• _ACTIONS TO TAKE_:
• 1. In the news report on the Sharon–Abbas talks:
(a) How many hours did Sharon and Abbas talk?
(b) By what year does the road map call for a Palestinian state?
(c) What was the Hebron bomber disguised as?
• 2. In the news report on the Sharon–Abbas talks, can you condense the paragraph beginning "Israeli officials want Bush" into one shorter sentence that keeps its main facts?

+++ READING PASSAGE +++

High-level talks were marred by a Palestinian suicide bombing that killed a Jewish settler and his pregnant wife in the divided West Bank city of Hebron and Israel's killing of four suspected militants.

Prime Minister Ariel Sharon and his Palestinian counterpart Mahmoud Abbas held three hours of talks in Jerusalem, beginning on Saturday and lasting past midnight, but failed to reconcile a list of conflicting demands for ending 31 months of fighting.

The main source of discord remained which side should make the first move under a three-phase peace proposal that Washington hails as a new opportunity for Middle East peace following the war in Iraq, Israeli and Palestinian sources said.

Expectations for a breakthrough had been low, and the only concrete agreement reached during the meeting was to resume talks soon after Sharon's visit this week to Washington.

"Any real decision is waiting until Sharon meets (US President George W.) Bush on Tuesday," an Israeli political source said after the meeting in Sharon's office.

Israeli officials want Bush to endorse the amendments they are seeking to the "road map", which calls for reciprocal steps leading to a Palestinian state by 2005 and security for Israel. The Palestinians want Israel to accept the plan as is.

Just hours before Sharon and Abbas met, a Palestinian bomber disguised as a religious Jew eluded soldiers in Hebron and blew himself up, killing a settler couple in a main square.

+++ ROWS +++

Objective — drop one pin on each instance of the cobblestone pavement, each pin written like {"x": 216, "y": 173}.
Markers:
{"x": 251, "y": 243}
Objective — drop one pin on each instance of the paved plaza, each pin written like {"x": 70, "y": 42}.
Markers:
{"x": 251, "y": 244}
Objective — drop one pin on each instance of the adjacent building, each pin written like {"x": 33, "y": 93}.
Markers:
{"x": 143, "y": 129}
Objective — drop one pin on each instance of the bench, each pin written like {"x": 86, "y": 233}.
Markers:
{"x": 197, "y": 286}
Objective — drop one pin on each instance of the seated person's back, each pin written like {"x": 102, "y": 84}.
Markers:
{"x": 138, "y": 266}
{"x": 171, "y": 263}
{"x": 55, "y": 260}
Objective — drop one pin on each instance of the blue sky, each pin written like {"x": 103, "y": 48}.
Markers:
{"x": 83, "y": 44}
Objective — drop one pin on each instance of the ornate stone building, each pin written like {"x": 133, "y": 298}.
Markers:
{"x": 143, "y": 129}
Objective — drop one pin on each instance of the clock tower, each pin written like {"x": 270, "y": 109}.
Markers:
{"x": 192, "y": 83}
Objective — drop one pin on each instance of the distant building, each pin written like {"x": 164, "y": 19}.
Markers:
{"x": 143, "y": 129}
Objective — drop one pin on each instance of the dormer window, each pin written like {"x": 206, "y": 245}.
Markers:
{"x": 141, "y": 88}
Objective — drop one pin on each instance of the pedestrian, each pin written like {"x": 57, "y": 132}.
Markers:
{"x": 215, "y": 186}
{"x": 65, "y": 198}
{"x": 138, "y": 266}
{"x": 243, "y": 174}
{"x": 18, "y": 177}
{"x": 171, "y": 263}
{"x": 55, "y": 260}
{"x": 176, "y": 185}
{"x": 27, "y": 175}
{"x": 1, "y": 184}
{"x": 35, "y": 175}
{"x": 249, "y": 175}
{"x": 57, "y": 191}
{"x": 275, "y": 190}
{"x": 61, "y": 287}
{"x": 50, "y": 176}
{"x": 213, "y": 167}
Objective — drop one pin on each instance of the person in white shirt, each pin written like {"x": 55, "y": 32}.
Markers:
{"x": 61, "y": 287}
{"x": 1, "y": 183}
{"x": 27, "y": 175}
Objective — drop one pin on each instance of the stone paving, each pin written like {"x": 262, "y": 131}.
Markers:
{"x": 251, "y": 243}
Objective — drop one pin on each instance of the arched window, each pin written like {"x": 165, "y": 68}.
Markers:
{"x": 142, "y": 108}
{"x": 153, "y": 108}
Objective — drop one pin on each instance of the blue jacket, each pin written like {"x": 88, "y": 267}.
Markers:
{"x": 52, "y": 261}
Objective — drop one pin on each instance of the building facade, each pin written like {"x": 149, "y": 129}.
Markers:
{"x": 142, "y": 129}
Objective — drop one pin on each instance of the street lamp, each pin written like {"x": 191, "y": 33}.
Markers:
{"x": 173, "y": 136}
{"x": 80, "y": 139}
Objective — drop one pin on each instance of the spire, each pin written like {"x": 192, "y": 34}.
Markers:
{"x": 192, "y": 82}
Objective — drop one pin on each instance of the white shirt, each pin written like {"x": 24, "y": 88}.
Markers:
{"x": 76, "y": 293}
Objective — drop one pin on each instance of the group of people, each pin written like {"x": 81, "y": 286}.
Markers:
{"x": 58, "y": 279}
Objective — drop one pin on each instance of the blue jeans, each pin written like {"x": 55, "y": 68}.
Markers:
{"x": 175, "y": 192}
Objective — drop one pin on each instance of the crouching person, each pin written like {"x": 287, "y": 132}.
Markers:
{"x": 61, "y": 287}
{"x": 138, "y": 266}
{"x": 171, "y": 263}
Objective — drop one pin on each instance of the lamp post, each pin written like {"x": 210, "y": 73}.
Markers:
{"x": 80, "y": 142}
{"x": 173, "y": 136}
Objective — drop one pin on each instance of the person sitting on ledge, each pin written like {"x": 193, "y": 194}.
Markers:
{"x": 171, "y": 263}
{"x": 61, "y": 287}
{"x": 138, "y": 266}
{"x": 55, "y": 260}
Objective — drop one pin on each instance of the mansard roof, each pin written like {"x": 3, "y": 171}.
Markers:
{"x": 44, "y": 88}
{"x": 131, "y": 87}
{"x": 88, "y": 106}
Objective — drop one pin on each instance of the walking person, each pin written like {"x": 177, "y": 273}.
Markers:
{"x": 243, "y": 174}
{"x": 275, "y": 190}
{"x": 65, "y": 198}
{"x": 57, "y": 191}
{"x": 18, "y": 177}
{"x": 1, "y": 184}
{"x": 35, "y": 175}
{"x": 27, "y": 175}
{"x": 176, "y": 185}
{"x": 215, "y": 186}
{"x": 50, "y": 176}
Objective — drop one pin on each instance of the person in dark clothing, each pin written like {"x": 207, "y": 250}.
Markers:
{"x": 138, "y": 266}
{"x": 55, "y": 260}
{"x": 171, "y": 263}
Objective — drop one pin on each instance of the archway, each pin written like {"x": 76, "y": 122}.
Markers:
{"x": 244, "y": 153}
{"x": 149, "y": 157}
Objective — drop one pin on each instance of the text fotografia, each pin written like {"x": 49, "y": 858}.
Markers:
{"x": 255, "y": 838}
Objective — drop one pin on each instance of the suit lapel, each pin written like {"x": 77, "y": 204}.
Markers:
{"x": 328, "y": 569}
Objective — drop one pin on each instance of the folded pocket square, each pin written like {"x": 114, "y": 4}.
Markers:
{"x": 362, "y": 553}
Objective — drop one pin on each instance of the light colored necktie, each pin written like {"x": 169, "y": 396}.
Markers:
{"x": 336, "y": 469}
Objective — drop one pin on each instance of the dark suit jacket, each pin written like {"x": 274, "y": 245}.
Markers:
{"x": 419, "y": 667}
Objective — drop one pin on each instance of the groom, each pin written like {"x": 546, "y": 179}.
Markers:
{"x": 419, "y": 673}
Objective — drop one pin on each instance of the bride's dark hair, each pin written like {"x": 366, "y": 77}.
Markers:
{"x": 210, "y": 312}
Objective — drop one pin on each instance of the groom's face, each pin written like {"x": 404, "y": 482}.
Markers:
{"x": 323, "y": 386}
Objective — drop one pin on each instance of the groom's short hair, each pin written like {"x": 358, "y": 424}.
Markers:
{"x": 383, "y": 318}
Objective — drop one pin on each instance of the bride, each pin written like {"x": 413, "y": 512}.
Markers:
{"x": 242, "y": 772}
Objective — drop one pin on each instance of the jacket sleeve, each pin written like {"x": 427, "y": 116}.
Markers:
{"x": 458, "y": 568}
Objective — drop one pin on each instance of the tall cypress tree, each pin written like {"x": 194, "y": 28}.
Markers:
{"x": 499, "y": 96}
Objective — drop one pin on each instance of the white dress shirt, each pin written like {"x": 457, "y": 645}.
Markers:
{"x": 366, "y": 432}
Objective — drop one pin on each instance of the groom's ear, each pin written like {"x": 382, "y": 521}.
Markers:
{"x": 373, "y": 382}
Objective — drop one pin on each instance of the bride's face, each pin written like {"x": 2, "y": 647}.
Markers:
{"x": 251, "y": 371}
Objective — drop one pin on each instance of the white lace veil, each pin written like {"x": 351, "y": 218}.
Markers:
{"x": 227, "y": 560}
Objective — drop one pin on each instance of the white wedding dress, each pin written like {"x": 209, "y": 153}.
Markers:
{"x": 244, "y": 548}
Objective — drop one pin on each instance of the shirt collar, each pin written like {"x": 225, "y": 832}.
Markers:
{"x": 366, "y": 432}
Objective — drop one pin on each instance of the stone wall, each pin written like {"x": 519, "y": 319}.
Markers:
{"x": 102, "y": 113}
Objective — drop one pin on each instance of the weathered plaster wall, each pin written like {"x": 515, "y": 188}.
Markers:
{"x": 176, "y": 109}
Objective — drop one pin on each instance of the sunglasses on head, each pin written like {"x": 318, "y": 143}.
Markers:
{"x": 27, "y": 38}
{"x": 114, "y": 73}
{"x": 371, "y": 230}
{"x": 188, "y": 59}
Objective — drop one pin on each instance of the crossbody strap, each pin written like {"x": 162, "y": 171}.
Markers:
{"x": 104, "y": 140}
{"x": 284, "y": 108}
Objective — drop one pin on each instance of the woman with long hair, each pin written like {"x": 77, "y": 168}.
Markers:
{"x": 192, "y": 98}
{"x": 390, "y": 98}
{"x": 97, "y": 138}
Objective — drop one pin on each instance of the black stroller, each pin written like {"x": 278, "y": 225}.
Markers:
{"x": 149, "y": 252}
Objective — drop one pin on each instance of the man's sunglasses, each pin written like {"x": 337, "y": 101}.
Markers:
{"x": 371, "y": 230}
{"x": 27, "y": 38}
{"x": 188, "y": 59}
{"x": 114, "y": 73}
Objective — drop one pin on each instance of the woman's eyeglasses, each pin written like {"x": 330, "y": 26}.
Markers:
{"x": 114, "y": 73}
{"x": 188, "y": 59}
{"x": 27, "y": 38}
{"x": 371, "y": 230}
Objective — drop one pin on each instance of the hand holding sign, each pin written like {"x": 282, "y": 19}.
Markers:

+++

• _ANSWERS IN ORDER_:
• 1.
(a) Three hours.
(b) 2005.
(c) A religious Jew.

• 2. Israel wants Bush to back its amendments to the road map, which calls for reciprocal steps toward a Palestinian state by 2005 and security for Israel, while the Palestinians want the plan accepted unchanged.